> Problem
Only lines with the string "pedestal" matter here; gather them from the material below.

> Material for the task
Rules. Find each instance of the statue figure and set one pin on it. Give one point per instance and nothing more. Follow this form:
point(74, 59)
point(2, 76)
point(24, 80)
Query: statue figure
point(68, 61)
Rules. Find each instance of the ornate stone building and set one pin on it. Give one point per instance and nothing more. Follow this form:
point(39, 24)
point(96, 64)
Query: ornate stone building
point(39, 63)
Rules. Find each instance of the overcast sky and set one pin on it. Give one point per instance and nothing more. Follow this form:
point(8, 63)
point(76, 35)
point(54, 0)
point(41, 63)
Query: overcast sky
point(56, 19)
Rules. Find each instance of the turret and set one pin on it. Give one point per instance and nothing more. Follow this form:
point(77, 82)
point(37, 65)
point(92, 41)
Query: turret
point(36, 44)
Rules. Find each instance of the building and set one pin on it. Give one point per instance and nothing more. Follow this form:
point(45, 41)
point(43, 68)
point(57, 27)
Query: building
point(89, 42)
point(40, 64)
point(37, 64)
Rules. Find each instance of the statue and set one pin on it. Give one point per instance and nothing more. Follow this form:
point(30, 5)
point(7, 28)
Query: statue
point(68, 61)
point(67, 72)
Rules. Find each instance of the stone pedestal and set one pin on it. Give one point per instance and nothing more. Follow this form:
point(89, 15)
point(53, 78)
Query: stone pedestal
---
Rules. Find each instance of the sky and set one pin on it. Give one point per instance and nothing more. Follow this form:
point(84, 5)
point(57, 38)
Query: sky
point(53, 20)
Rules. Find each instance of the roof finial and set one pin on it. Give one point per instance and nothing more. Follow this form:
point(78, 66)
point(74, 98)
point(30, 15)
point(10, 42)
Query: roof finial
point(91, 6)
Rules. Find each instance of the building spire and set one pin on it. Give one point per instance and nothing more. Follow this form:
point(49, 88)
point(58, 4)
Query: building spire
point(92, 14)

> Answer to this problem
Rules. Find each instance of the stone pedestal and set one pin on it. Give one point per instance and nothing more. Follow this form:
Query: stone pedestal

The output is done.